> OBJETIVOS
**a.** Segundo o artigo sobre Adriana Zarri, em que jornal diário ela escrevia semanalmente?
**b.** Imprima, sem alterações, o trecho do artigo sobre Adriana Zarri que vai de "Entre todos destaca-se" até "de 90 anos.".
═══ ARTIGO ═══
A Igreja Católica italiana apresenta em
sua história uma contradição fecunda. Por um lado há a presença forte do
Vaticano, representando a Igreja oficial com sua massa de fiéis mantidos
sob vigilante controle social pelas doutrinas e especialmente pela moral
familiar e sexual. Por outro, há a presença de cristãos leigos e leigas
não alinhados, resistentes ao poder monárquico e implacável da
burocracia da Cúria romana mas abertos ao evangelho e aos valores
cristãos sem romper com o Papado embora críticos de suas práticas e do
apoio que dá a regimes conservadores e até autoritários.
Assim temos a figura de Antônio Rosmini no século XIX, fino filósofo e
crítico do antimodernismo dos Papas. Modernamente identificamos figuras
como Mazzolari, Raniero La Valle, Arturo Paoli, a eremita Maria Campello.
Entre todos destaca-se Adriana Zarri, eremita, teóloga, poetisa e exímia
escritora. Além de vários livros, escrevia semanalmente no diário Il
Manifesto e quinzenalmente na revista de cultura Rocca.
Era duríssima contra o atual curso da Igreja sob os Papas Wojtyla e
Ratzinger a quem acusava diretamente de trair os intentos de reforma
provados pelo Concílio Vaticano II (1962-1965) e voltar a um modelo
medieval de exercício de poder e de presença da Igreja na sociedade.
Veio a falecer no dia 18 de novembro de 2010 com mais de 90 anos.
Visitei-a por algumas vezes em seu eremitério perto de Strambino no
norte da Itália. Vivia só num enorme e vetusto casarão, cheio de rosas e
com sua gata de estimação Arcibalda. Tinha uma capela com o Santíssimo
exposto para onde se recolhia várias horas por dia em oração e profunda
meditação.
Na conversa com ela, queria saber tudo das comunidades eclesiais de
base, do engajamento da Igreja na causa dos pobres, dos negros e dos
indígenas. Tinha um carinho especial pelos teólogos da libertação por
causa da perseguição que sofriam por parte das autoridades do Vaticano
que os tratavam, segundo ela, “a bastonadas”enquanto usavam luvas de
pelica aos seguidores do cismático Mons. Lefebvre.
Seu último artigo, publicado três dias antes de sua morte, dedicou-o à
gatinha de estimação Arcibalda. Com ela, como pude testemunhar
pessoalmente, possuía uma relação afetuosa como de íntimos amigos.
═══ MATERIAL FORNECIDO ═══
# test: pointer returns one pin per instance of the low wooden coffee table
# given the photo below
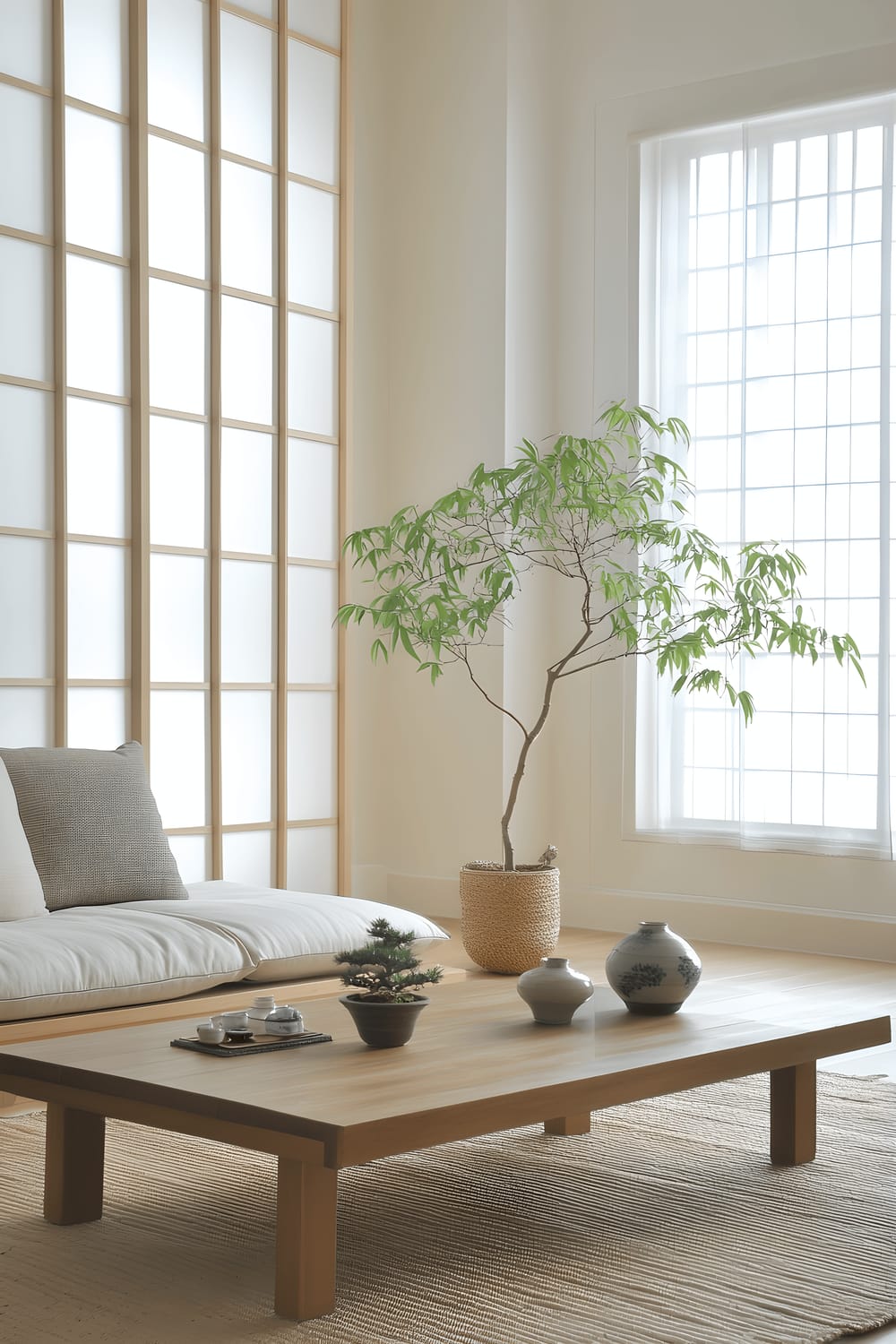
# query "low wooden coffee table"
(476, 1064)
═══
> SOLUÇÕES POR TAREFA
**a.** No diário Il Manifesto.

**b.**
Entre todos destaca-se Adriana Zarri, eremita, teóloga, poetisa e exímia
escritora. Além de vários livros, escrevia semanalmente no diário Il
Manifesto e quinzenalmente na revista de cultura Rocca.
Era duríssima contra o atual curso da Igreja sob os Papas Wojtyla e
Ratzinger a quem acusava diretamente de trair os intentos de reforma
provados pelo Concílio Vaticano II (1962-1965) e voltar a um modelo
medieval de exercício de poder e de presença da Igreja na sociedade.
Veio a falecer no dia 18 de novembro de 2010 com mais de 90 anos.